**Work task**. What is needed is an exact copy of the lines in the entries below from the one holding "mark the blue football" through the one holding "mark the blurred background", pictures excluded.

==================================================

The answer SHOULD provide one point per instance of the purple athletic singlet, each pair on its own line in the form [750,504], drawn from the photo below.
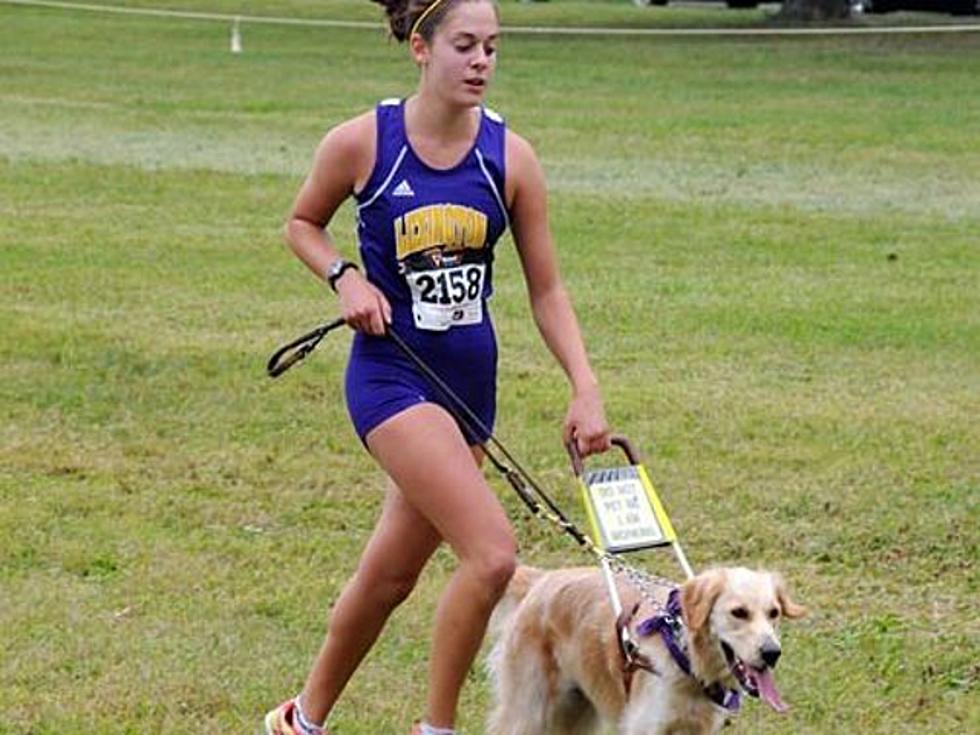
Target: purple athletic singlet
[426,240]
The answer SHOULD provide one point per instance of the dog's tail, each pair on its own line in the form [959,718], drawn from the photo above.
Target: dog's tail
[522,581]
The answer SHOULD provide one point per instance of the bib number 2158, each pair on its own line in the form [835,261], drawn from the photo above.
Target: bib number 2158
[446,297]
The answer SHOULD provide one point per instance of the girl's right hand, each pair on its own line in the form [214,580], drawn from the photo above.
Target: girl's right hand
[362,304]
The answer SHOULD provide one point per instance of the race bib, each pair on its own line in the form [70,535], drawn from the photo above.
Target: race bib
[447,297]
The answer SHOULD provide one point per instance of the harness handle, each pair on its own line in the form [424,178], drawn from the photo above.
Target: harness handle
[617,440]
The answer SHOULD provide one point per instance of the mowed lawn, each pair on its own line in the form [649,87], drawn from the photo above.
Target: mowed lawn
[774,248]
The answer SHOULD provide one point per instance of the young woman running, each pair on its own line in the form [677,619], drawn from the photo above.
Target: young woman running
[437,179]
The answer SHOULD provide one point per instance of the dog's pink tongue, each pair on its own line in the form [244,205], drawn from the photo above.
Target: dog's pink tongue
[766,685]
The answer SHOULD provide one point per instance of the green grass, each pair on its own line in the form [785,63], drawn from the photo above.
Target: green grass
[773,248]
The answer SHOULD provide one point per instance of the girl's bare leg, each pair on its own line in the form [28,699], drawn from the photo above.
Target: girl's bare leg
[423,451]
[402,542]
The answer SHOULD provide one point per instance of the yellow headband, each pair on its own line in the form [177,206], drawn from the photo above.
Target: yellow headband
[421,18]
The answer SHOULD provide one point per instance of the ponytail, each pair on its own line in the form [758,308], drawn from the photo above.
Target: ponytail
[404,15]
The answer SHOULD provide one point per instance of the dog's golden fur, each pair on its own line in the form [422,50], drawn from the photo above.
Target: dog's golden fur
[557,666]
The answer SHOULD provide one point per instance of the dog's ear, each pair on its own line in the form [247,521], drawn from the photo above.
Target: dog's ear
[789,608]
[698,596]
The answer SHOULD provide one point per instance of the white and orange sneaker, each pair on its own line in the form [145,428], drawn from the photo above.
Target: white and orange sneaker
[282,721]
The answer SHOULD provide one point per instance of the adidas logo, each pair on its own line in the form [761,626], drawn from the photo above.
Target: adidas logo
[403,190]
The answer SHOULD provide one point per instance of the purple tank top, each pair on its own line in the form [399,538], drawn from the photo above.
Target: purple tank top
[426,235]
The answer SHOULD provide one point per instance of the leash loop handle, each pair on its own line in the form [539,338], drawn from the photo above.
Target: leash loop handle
[288,355]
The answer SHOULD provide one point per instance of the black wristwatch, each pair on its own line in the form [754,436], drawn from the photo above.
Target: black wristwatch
[336,270]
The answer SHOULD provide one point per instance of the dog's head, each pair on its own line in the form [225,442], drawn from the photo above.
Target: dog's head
[732,617]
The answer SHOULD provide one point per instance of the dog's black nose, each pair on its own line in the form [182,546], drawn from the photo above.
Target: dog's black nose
[770,653]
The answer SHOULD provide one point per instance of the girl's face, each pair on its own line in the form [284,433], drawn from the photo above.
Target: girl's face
[459,62]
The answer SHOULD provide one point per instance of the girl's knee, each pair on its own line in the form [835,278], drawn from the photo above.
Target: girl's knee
[494,568]
[385,589]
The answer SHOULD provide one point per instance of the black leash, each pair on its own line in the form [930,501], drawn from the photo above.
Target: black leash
[518,477]
[288,355]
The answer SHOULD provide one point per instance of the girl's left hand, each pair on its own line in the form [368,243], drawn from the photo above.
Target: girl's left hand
[586,423]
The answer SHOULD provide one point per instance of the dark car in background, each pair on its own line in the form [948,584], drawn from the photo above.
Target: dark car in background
[956,7]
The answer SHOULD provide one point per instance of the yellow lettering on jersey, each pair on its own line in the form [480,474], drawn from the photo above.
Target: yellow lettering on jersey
[452,226]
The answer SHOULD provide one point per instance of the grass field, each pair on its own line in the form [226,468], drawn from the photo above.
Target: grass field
[774,248]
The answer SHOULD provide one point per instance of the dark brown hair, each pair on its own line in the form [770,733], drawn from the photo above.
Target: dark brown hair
[402,15]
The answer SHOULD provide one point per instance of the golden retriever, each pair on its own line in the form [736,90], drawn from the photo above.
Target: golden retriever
[558,668]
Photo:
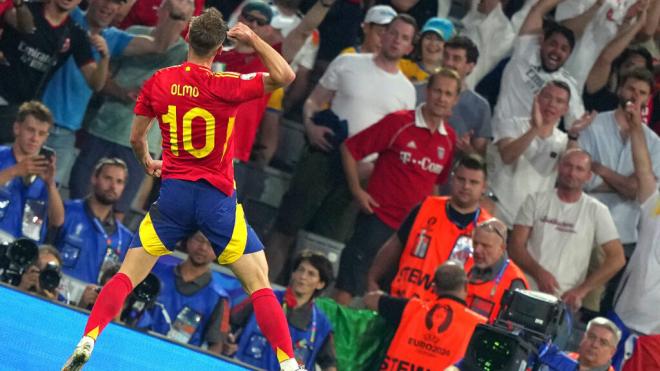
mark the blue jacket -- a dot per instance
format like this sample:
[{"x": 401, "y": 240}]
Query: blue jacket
[
  {"x": 15, "y": 195},
  {"x": 253, "y": 348},
  {"x": 203, "y": 303},
  {"x": 84, "y": 244}
]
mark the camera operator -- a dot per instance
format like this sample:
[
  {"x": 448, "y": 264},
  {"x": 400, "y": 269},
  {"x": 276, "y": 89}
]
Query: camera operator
[
  {"x": 431, "y": 334},
  {"x": 28, "y": 193},
  {"x": 43, "y": 277},
  {"x": 90, "y": 235},
  {"x": 493, "y": 272}
]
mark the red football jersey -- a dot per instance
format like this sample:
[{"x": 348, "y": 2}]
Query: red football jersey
[
  {"x": 249, "y": 113},
  {"x": 196, "y": 110}
]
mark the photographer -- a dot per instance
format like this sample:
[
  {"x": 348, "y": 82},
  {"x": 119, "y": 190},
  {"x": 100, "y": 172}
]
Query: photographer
[
  {"x": 43, "y": 276},
  {"x": 28, "y": 193},
  {"x": 197, "y": 307},
  {"x": 433, "y": 334},
  {"x": 90, "y": 236}
]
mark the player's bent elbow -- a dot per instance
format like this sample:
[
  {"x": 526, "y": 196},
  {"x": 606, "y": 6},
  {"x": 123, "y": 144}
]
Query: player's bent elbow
[{"x": 288, "y": 77}]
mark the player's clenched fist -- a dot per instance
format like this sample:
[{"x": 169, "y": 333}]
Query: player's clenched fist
[{"x": 241, "y": 32}]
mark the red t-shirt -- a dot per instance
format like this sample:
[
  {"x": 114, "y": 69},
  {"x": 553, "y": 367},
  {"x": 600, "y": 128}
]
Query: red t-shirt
[
  {"x": 411, "y": 159},
  {"x": 196, "y": 110},
  {"x": 249, "y": 113},
  {"x": 8, "y": 4},
  {"x": 145, "y": 13}
]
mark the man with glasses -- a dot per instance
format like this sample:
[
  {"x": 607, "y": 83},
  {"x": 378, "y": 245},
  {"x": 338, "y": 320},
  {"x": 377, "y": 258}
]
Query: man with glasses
[
  {"x": 91, "y": 236},
  {"x": 493, "y": 273},
  {"x": 556, "y": 231}
]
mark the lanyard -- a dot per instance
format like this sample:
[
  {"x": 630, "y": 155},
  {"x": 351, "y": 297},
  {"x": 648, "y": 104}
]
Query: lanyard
[
  {"x": 474, "y": 221},
  {"x": 500, "y": 274},
  {"x": 312, "y": 335}
]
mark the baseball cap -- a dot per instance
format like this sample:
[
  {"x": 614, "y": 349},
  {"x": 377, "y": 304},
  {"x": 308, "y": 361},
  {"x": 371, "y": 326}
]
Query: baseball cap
[
  {"x": 380, "y": 14},
  {"x": 260, "y": 7},
  {"x": 441, "y": 26},
  {"x": 283, "y": 22}
]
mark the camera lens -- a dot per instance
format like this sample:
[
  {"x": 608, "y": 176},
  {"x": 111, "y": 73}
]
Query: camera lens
[
  {"x": 50, "y": 277},
  {"x": 148, "y": 290}
]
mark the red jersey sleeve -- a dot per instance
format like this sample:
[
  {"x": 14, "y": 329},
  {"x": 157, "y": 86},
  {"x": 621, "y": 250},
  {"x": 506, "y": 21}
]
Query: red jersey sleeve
[
  {"x": 143, "y": 105},
  {"x": 444, "y": 175},
  {"x": 379, "y": 136},
  {"x": 233, "y": 87}
]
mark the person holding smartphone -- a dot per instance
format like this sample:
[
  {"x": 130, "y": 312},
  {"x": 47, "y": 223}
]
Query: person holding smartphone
[{"x": 29, "y": 199}]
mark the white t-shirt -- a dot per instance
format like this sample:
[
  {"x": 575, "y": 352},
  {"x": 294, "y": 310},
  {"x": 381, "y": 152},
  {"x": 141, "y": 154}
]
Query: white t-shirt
[
  {"x": 564, "y": 234},
  {"x": 306, "y": 56},
  {"x": 638, "y": 298},
  {"x": 364, "y": 92},
  {"x": 524, "y": 77},
  {"x": 534, "y": 171},
  {"x": 602, "y": 28},
  {"x": 603, "y": 140}
]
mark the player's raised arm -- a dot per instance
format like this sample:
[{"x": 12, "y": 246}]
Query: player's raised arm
[{"x": 280, "y": 73}]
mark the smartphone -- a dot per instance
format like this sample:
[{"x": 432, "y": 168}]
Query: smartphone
[{"x": 47, "y": 152}]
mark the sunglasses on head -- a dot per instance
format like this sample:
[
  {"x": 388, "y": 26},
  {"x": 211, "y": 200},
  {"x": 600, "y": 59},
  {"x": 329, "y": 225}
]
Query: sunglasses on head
[{"x": 250, "y": 18}]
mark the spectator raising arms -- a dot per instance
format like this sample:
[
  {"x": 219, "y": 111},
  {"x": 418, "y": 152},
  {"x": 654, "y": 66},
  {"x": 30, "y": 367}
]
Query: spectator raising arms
[
  {"x": 38, "y": 38},
  {"x": 352, "y": 87},
  {"x": 67, "y": 94},
  {"x": 537, "y": 58}
]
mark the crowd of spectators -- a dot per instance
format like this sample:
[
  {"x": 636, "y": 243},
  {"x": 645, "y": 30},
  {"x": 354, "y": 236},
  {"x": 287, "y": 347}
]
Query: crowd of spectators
[{"x": 458, "y": 149}]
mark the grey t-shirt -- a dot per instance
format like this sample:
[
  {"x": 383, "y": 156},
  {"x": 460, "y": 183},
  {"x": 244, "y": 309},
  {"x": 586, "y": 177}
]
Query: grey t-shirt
[{"x": 472, "y": 112}]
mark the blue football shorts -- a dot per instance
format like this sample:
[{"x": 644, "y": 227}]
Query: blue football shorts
[{"x": 184, "y": 207}]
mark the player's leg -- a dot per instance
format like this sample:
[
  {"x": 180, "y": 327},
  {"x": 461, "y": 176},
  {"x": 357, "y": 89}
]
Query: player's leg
[
  {"x": 222, "y": 221},
  {"x": 166, "y": 223},
  {"x": 137, "y": 264}
]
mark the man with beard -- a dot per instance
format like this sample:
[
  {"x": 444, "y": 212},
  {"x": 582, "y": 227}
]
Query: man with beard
[
  {"x": 615, "y": 184},
  {"x": 197, "y": 305},
  {"x": 91, "y": 236},
  {"x": 536, "y": 60},
  {"x": 556, "y": 231},
  {"x": 359, "y": 89}
]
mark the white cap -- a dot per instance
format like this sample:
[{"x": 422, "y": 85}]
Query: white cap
[
  {"x": 283, "y": 22},
  {"x": 380, "y": 14}
]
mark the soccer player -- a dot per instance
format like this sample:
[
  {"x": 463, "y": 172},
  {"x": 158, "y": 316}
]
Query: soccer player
[{"x": 196, "y": 112}]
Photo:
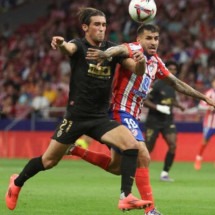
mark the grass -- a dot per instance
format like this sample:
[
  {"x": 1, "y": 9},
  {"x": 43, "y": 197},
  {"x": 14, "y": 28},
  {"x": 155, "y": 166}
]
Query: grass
[{"x": 76, "y": 187}]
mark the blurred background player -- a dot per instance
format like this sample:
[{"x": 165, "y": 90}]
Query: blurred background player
[
  {"x": 129, "y": 92},
  {"x": 208, "y": 125},
  {"x": 87, "y": 110},
  {"x": 160, "y": 119}
]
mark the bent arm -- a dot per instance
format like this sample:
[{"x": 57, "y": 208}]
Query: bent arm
[
  {"x": 136, "y": 64},
  {"x": 65, "y": 47},
  {"x": 184, "y": 88}
]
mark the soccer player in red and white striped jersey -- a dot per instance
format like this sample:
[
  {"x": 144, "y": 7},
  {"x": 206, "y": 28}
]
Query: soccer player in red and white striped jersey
[
  {"x": 208, "y": 125},
  {"x": 128, "y": 94}
]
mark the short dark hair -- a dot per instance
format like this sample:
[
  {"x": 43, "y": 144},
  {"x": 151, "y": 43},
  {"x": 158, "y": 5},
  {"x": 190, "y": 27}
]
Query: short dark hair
[
  {"x": 171, "y": 62},
  {"x": 148, "y": 27},
  {"x": 86, "y": 13}
]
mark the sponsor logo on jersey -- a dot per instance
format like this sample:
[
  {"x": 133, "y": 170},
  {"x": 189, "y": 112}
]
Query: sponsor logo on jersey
[{"x": 102, "y": 72}]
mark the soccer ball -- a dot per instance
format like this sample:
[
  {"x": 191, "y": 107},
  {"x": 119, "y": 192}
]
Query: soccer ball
[{"x": 142, "y": 11}]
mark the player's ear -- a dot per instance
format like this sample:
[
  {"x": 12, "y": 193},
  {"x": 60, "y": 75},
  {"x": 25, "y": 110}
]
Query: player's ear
[{"x": 85, "y": 27}]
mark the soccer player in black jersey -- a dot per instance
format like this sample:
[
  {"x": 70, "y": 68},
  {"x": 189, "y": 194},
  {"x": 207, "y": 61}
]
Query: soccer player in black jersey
[
  {"x": 160, "y": 119},
  {"x": 87, "y": 109}
]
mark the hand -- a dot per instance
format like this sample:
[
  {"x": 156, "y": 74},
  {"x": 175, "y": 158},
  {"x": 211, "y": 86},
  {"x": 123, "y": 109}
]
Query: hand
[
  {"x": 182, "y": 108},
  {"x": 57, "y": 41},
  {"x": 163, "y": 109},
  {"x": 210, "y": 102}
]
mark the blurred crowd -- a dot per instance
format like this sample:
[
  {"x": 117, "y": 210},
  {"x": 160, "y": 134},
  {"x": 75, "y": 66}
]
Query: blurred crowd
[{"x": 34, "y": 77}]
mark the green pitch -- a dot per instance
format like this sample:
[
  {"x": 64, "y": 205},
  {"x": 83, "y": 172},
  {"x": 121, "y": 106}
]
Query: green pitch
[{"x": 78, "y": 188}]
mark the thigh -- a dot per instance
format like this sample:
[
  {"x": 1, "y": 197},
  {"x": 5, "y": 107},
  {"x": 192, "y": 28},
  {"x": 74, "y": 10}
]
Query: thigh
[
  {"x": 208, "y": 133},
  {"x": 54, "y": 153},
  {"x": 143, "y": 156},
  {"x": 121, "y": 138},
  {"x": 169, "y": 133},
  {"x": 69, "y": 131},
  {"x": 131, "y": 123},
  {"x": 151, "y": 135}
]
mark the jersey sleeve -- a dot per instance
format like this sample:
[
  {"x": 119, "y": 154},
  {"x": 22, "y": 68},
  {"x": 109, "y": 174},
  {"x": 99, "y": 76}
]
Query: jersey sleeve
[
  {"x": 203, "y": 104},
  {"x": 162, "y": 71}
]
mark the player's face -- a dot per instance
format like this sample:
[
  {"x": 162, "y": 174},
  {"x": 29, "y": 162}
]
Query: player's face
[
  {"x": 149, "y": 41},
  {"x": 172, "y": 68},
  {"x": 95, "y": 31}
]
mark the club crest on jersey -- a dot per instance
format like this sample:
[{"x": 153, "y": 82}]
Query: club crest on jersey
[
  {"x": 103, "y": 72},
  {"x": 135, "y": 47},
  {"x": 134, "y": 132}
]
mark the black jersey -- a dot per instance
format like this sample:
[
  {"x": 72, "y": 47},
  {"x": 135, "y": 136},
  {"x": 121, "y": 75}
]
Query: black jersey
[
  {"x": 90, "y": 87},
  {"x": 162, "y": 94}
]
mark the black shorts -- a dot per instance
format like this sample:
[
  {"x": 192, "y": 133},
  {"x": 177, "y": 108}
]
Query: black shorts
[
  {"x": 152, "y": 130},
  {"x": 69, "y": 131}
]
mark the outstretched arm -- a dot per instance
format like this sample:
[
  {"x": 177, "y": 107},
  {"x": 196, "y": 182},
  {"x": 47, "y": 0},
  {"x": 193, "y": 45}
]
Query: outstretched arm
[
  {"x": 184, "y": 88},
  {"x": 67, "y": 48},
  {"x": 100, "y": 56},
  {"x": 135, "y": 64}
]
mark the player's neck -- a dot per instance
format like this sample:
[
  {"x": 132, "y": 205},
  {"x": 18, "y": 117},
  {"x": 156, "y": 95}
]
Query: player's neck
[{"x": 92, "y": 42}]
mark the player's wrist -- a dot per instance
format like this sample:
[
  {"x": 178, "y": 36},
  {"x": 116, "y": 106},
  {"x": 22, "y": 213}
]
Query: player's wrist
[{"x": 62, "y": 44}]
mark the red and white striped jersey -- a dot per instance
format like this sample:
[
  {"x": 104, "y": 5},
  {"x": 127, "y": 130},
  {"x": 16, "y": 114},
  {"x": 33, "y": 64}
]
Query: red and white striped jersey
[
  {"x": 130, "y": 90},
  {"x": 209, "y": 117}
]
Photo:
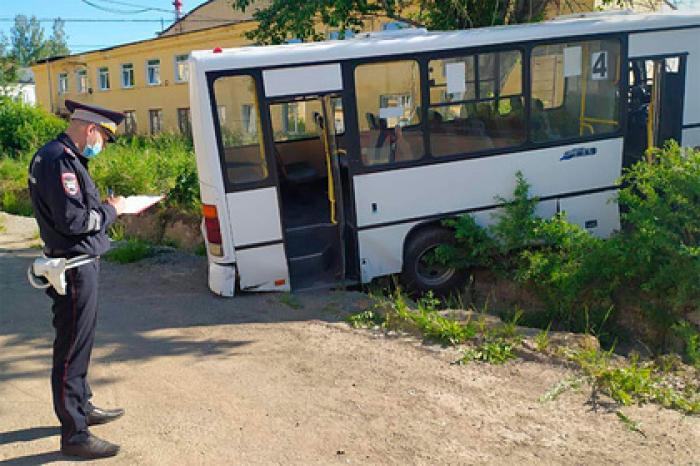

==================================================

**Response box**.
mark the blue football shorts -- a dot per instance
format like this sample:
[{"x": 644, "y": 227}]
Query: blue football shorts
[{"x": 184, "y": 207}]
mark the player's leg -- a dot per instance
format like this sample:
[
  {"x": 180, "y": 327},
  {"x": 461, "y": 176},
  {"x": 357, "y": 89}
]
Query: player's leg
[
  {"x": 222, "y": 221},
  {"x": 166, "y": 223},
  {"x": 137, "y": 264}
]
mark the man with beard -- a dot per instance
format like this sample:
[
  {"x": 444, "y": 212},
  {"x": 582, "y": 227}
]
Query: man with beard
[
  {"x": 615, "y": 184},
  {"x": 197, "y": 305},
  {"x": 91, "y": 236},
  {"x": 536, "y": 60},
  {"x": 556, "y": 231},
  {"x": 359, "y": 89}
]
mark the white cap -- a dot per instance
format like this sample:
[{"x": 422, "y": 85}]
Query: white cap
[
  {"x": 283, "y": 22},
  {"x": 380, "y": 14}
]
mark the soccer player -- a dot per instance
format like this sample:
[
  {"x": 463, "y": 172},
  {"x": 158, "y": 316}
]
Query: soccer player
[{"x": 196, "y": 112}]
Photo:
mark the grass -- a dot per instance
format like this sample:
[
  {"x": 1, "y": 9},
  {"x": 43, "y": 197},
  {"x": 14, "y": 28},
  {"x": 155, "y": 166}
]
Query: grass
[{"x": 76, "y": 187}]
mark the blurred background player -- a dot per instance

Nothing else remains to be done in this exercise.